> **EXERCISE INPUTS**
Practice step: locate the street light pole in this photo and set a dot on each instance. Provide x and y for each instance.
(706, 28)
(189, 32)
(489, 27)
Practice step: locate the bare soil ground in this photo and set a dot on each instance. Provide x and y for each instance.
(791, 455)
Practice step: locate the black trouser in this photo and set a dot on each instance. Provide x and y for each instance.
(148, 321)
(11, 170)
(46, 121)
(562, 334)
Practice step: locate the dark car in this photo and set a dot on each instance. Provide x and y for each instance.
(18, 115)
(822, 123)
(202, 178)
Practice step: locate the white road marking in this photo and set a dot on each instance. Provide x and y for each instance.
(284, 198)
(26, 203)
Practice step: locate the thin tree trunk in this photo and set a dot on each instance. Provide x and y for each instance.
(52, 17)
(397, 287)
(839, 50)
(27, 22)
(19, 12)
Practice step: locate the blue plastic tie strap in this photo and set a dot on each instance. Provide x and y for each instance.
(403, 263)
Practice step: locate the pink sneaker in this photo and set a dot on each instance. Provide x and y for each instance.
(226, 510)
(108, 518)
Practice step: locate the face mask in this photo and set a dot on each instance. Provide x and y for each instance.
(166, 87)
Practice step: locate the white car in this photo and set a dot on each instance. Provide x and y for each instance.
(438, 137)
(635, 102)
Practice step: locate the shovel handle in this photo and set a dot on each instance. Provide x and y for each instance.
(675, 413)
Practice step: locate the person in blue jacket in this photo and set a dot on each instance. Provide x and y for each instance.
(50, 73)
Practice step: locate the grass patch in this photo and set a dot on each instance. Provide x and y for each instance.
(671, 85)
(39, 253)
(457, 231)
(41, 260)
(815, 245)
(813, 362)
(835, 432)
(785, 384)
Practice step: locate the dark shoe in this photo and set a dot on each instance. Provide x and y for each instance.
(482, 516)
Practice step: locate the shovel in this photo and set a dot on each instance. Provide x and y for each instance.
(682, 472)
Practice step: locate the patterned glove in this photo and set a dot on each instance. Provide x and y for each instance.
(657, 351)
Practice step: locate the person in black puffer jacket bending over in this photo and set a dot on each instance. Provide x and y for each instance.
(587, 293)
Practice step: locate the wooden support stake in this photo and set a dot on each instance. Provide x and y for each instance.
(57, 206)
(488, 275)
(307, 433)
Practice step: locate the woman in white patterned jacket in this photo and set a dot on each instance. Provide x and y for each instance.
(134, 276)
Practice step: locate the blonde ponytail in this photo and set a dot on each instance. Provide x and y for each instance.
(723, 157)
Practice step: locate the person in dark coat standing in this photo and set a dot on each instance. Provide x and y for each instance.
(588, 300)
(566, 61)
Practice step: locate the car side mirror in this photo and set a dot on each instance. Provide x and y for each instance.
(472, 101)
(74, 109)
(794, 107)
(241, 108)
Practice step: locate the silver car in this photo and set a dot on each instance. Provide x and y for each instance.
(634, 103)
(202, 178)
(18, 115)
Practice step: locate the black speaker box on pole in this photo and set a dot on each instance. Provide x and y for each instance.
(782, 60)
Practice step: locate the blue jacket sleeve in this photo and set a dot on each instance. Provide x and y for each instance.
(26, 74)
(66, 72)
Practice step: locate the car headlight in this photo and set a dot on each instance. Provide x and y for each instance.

> **EXERCISE PROMPT**
The records above are to be copied in full, exactly as written.

> **RIGHT ANSWER**
Practice step: locate the street light pole in this photo and set a dot on each instance. Provide x and y for each instance.
(706, 28)
(189, 32)
(489, 27)
Practice step: locate the bare soil ground in this photo and set a dot on each instance. Provide x and y for each instance.
(791, 455)
Practice step: locate the black trouser in this photo and set a dot on each instance. Provide x and y for each instance.
(148, 321)
(11, 170)
(46, 121)
(562, 334)
Practice step: locate the dark car in this photo and set a dot on each instance. Provide x and y for each instance.
(18, 115)
(822, 123)
(202, 178)
Practice step: locate the white road marking in this photo and set a dot on each instance. Provide x and y for each instance.
(284, 198)
(26, 203)
Practice step: locate the thin tree trunk in this photo and set a dot on each instance. Provide x and y for each instance.
(52, 17)
(397, 287)
(839, 50)
(27, 22)
(19, 12)
Practice step: locate the blue plastic tie strap in this photo and set a dot on each instance. Provide x and y for each instance.
(403, 263)
Practice step: locate the pink sneaker in this photo and set a dot on each instance. Provide x and y for each instance.
(226, 510)
(108, 518)
Practice step: locate the face mask in this photo and set a dot on each instance. Provide x and y for each instance.
(166, 87)
Practice step: locate the white car in this photo and set a dot on each instance. Provide x and y for each instance.
(438, 137)
(635, 102)
Practice step: locate the shovel handle in this photo and set a dot on each instance. Provide x and y for each instance.
(675, 413)
Practice step: locate the person in blue jacket in this photo and set a dot on each instance. Provide x and y for each instance.
(50, 73)
Practice step: locate the grass patch in this photo and set a dot on each instance. Provide x and y for each instance.
(671, 85)
(39, 253)
(457, 231)
(41, 260)
(815, 245)
(813, 362)
(835, 432)
(785, 384)
Practice step: locate the dark shoe in this photo and set a dot on each instance. Provide x and y for each instance.
(482, 516)
Practice step: locate the shovel in this photo and set a dot on each instance. Provide x and y for each instance.
(682, 472)
Practice step: locate the patterned glove in this photo and set a dot on each instance. Provide x and y for each instance.
(657, 351)
Practice step: locate the person in black puffer jacket bending over in this photo and set a dot on each instance. Provide x and y for each instance.
(587, 293)
Practice step: locate the wooden support stake in this photo and set a dot on each instance. Provide x and y for each instance.
(57, 206)
(488, 275)
(307, 433)
Practice step: locate the woman in white patterned jacket in this photo and set a dot on each instance. Provide x and y for each instance.
(134, 276)
Practice step: locate the blonde ponytail in this photo and set a dot on each instance. Provide x and y for each instance.
(723, 157)
Practice step: locate the person in dark coat standing in this photo and set a dot on each instance. Provide x and y for each instance.
(588, 300)
(566, 61)
Practice step: locate the car side mirror in this photo and set a dot on each instance. Provide x and y for each instance.
(472, 101)
(74, 109)
(794, 107)
(241, 108)
Practice step: locate the silver car in this photo and set a dot on each instance. Provide x and y for each instance.
(634, 103)
(202, 178)
(18, 115)
Practice step: locate the black speaker box on pole in this photo and set a dot on each instance. Provide x and y for each instance.
(782, 60)
Practice step: locate the blue jacket sleeve in this photo and set a dot on each instance. Provide x and y for each instance.
(26, 74)
(66, 72)
Practice step: locate the car headlight in this photo and set a dot on each instance. Provide x and y for each instance.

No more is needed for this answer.